**Consegna:** Riprendi l'articolo sulla campagna di Vestiaire Collective contro il fast fashion e proseguilo subito dopo la sua ultima frase.
━━━━━ Documento di partenza
Il portale specializzato in second hand di lusso entra in una nuova fase della sua guerra aperta al fast fashion. Come lui, sono molte altre le iniziative che invitano al boicottaggio e cercano di educare i consumatori a comportamenti di acquisto consapevoli e (più) green. Facciamo il punto della situazione
di Massimiliano Viti
I marketplace specializzati in accessori moda usati hanno individuato il loro nemico numero uno: il fast fashion. E stanno cercando di combatterlo. Con la sua ultima iniziativa, Vestiaire Collective la affronta faccia a faccia, utilizzando le sue stesse armi: il marketing aggressivo e gli influencer. “Stiamo facendo un ulteriore passo avanti nella mentalità e nella psicologia dei clienti, prima che facciano acquisti”, ha dichiarato in un’intervista Fanny Moizant, cofondatrice e CEO di Vestiaire Collective. Ecco in che modo.
Guerra aperta al fast fashion
Vestiaire Collective ha ingaggiato 5 influencer noti per i loro video “haul“. In altre parole, brevi reel postati sui social e che – come si legge online – “hanno per oggetto la spesa fatta in qualsiasi tipologia di negozio. Ciò che caratterizza gli haul è quanto si riesce a ottenere a fronte del denaro speso”. Uno dei reel più recenti di Vestiaire Collective, postato sul suo profilo Instagram, mostra persone sedute che sfogliano il finto quotidiano The Collective (nelle foto) con pagine in cui campeggiano, a caratteri giganti, frasi contro il fast fashion e i suoi marchi più importanti. Il reel ha ottenuto migliaia di like e interazioni. Questa campagna durerà sei mesi.
Educare i follower
L’obiettivo è quello di educare i circa 2 milioni di follower dei 5 influencer, sugli effetti dannosi del fast fashion e sui valori sostenibili che il second hand promuove. Il programma comprende masterclass con esperti per esplorare l’approccio al consumo da differenti angolazioni. Tra questi ci sono l’autrice di The Psychology of Fashion, Carolyn Mair, e Aja Barber, che ha dato alle stampe il libro dal titolo Consumed. L’ultima fase del programma vedrà la piattaforma di second hand accompagnare gli influencer a visitare fisicamente una discarica di rifiuti di abbigliamento. Dai risultati di campagna, Vestiaire Collective spera di lanciare un altro programma su larga scala nel 2025 con gli stessi obiettivi. Parallelamente, l’azienda sta facendo pressione sul Senato francese affinché riprenda e rafforzi il disegno di legge “anti-fast fashion” approvato dall’assemblea all’inizio di quest’anno.
━━━━━━━━━━
━━━━━ Materiale fornito
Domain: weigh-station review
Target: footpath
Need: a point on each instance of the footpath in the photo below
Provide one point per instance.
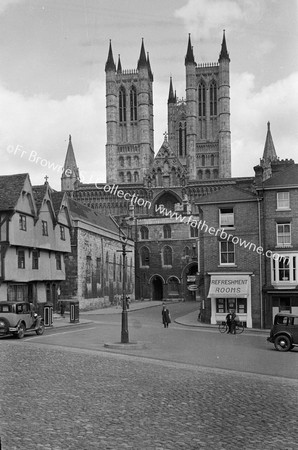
━━━━━━━━━━
**Risposta all'esercizio:**
Un settore con la capacità di cambiare il mondo
Fondata nel 2009 da Fanny Moizant e Sophie Hersan, Vestiaire Collective è diventato un punto di riferimento per gli amanti della moda a caccia di prodotti pre-loved griffati. Con oltre 12 milioni di articoli venduti, la piattaforma sostiene di aver evitato di immettere in atmosfera circa 300.000 tonnellate di CO2. “La moda di seconda mano – dice Moizant – non è solo una tendenza passeggera. È un settore in crescita con la capacità di cambiare il mondo” (fonte Hub Style).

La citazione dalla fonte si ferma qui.